* WHAT TO PRODUCE:
Only the line containing "Where can you find the vanity leg" and those after it, up to the end of the records below, are to be set down, exactly as written.

------

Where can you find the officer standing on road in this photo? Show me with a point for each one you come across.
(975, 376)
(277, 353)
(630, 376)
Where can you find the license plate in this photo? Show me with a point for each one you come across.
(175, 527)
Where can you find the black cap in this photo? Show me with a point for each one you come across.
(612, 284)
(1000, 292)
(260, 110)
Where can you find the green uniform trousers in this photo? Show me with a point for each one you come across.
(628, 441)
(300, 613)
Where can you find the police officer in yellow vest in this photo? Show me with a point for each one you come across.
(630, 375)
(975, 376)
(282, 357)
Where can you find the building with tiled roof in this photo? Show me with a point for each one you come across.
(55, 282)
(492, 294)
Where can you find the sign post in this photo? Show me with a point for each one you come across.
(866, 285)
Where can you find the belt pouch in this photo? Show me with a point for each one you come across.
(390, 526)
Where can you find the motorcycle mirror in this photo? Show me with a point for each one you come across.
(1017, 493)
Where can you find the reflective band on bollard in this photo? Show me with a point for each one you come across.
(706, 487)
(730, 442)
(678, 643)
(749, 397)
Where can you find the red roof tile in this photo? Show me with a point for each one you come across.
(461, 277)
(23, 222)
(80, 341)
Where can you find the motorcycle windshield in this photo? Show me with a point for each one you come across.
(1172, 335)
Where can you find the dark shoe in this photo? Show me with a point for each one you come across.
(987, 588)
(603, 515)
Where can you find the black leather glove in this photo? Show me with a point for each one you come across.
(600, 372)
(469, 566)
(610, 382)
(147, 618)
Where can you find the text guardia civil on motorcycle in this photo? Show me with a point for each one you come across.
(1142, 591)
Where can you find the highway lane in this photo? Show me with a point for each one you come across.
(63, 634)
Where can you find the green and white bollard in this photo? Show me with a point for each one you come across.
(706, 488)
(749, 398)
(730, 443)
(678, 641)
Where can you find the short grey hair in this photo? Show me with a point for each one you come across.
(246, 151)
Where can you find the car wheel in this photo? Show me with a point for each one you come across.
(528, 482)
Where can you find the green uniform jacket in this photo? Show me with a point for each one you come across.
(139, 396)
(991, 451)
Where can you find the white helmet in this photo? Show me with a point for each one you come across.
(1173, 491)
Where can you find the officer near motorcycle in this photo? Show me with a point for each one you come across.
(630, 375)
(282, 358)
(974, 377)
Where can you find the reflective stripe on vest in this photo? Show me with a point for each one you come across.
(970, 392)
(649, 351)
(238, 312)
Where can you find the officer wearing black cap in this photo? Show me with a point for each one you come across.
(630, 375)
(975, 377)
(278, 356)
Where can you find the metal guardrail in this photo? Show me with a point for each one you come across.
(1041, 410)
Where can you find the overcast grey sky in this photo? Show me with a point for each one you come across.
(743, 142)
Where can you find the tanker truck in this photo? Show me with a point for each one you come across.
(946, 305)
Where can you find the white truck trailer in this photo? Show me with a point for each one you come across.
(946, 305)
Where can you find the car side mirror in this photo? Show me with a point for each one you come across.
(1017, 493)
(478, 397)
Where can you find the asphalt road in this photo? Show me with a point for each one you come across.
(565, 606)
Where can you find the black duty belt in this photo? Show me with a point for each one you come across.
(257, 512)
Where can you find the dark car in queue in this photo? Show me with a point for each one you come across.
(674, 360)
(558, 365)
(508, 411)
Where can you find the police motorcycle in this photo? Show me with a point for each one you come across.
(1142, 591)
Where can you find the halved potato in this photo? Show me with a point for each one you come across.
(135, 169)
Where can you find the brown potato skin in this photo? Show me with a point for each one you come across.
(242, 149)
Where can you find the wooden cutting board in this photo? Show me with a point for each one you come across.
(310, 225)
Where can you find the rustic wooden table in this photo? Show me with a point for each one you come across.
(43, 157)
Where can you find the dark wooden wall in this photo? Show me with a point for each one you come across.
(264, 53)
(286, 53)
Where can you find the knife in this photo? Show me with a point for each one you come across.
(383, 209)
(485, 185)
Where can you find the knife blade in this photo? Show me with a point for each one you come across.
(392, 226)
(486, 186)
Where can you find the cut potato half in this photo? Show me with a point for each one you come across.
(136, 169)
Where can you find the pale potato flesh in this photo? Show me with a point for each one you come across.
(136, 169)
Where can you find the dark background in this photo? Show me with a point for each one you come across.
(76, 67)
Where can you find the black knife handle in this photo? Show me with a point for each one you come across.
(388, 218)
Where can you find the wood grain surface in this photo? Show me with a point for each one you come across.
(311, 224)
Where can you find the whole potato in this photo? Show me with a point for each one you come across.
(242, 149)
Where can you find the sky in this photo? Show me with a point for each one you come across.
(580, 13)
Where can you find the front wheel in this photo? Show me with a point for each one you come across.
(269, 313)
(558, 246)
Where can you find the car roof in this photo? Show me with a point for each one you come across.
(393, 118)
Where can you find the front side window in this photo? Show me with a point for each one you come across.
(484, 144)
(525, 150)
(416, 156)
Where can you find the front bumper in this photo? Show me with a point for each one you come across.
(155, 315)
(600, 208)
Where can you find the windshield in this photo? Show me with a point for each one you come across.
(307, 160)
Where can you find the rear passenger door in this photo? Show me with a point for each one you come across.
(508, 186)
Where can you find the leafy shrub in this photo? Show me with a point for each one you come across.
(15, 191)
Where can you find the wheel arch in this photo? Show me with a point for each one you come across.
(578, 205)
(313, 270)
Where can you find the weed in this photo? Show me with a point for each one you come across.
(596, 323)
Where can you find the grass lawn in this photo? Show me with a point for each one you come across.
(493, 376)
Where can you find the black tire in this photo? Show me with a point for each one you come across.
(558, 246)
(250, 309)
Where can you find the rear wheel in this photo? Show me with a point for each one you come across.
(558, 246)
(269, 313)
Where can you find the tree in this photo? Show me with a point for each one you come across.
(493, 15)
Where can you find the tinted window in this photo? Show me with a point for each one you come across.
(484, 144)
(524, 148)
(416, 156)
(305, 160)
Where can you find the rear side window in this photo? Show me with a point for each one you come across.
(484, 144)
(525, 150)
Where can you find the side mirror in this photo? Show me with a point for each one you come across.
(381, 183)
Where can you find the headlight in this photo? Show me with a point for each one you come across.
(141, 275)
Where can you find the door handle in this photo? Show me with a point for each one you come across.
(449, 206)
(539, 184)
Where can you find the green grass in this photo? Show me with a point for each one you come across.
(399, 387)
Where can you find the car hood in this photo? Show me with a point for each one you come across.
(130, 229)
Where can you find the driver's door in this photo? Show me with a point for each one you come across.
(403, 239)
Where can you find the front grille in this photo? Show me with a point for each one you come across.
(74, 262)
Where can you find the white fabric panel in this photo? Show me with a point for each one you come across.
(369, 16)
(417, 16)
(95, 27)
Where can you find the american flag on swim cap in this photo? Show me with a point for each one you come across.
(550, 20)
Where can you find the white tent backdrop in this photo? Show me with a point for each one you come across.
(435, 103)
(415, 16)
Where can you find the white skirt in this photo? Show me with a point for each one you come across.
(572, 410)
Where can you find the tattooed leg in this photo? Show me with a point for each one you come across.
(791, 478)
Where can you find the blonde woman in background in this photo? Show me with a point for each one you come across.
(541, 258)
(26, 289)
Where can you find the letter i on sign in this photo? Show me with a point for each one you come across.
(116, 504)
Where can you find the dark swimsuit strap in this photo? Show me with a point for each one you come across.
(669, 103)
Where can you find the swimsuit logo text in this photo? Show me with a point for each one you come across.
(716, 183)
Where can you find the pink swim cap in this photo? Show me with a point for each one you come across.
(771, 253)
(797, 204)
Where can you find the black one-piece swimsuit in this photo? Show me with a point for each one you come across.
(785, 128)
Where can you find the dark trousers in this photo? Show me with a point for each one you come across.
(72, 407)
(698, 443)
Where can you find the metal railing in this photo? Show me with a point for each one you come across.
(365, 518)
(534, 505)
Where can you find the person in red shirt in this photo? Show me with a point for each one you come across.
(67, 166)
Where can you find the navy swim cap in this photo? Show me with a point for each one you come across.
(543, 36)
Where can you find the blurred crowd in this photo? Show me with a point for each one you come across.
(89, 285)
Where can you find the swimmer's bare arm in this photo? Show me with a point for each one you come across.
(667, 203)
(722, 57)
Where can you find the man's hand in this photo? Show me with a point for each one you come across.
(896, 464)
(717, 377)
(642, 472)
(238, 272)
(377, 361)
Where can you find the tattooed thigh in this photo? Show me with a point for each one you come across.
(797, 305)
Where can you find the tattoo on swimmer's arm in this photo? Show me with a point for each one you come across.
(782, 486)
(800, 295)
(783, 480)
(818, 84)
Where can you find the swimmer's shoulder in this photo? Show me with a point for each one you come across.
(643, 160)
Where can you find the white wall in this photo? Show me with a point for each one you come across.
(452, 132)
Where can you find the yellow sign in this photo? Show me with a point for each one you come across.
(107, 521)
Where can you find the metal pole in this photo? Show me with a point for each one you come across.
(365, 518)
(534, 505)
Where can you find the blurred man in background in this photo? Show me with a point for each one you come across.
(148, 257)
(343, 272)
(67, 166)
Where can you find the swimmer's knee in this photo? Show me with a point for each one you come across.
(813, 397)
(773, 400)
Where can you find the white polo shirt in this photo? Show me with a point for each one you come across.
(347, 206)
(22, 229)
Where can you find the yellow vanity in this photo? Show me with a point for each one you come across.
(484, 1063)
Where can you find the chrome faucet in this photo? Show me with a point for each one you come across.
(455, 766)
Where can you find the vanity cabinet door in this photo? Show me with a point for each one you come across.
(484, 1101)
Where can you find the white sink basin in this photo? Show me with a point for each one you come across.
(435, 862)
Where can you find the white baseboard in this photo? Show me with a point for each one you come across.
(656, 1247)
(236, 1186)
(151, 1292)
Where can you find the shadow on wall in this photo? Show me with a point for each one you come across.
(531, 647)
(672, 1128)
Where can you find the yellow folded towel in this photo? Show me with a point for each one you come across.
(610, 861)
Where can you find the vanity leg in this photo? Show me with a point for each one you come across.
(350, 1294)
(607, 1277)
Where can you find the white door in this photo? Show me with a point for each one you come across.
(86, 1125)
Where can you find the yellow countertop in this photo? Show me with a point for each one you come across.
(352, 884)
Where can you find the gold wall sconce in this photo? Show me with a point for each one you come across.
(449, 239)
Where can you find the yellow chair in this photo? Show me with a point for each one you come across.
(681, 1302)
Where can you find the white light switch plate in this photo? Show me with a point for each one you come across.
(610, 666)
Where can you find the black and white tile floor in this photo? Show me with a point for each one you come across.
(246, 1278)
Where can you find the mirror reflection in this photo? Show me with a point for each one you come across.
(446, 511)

------

* YOUR SOLUTION:
Where can you find the vanity leg in this photo? Show me with a point for each one you come across.
(350, 1294)
(607, 1277)
Where can you find the white door in this photo? Show me with a point for each one you come across.
(86, 1125)
Where can you find the yellow countertop in this photo? Show me with a point for each one you come across.
(352, 884)
Where can you find the gold wall sconce in this photo? Show me with a point for each one you come across.
(449, 239)
Where can you find the yellow chair in this photo? Show me with a point for each one you come across.
(681, 1302)
Where can you find the white light switch plate in this photo? Show me with a point for each one you come across.
(610, 666)
Where can you find the black and white tile floor in this photo? Show me with a point for each one you come across.
(246, 1278)
Where can you find the mirror reflection in this photo? Show me with a point for each one you come across.
(446, 511)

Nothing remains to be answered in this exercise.